> **DATASET EXTRACT**:
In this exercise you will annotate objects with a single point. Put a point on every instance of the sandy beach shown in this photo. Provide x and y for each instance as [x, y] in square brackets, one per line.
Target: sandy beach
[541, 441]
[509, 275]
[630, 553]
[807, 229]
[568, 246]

> **WRITTEN PROBLEM**:
Please restate every line above, requests included, shifting each coordinate value in the answers up by 38, both x and y.

> **TASK RESPONSE**:
In this exercise you will annotate objects with a single point. Put a point on every instance of the sandy beach shown in this photo. Provide x and y for each instance as [x, y] in square brackets, one per line.
Target: sandy beach
[579, 479]
[547, 313]
[668, 591]
[845, 267]
[606, 284]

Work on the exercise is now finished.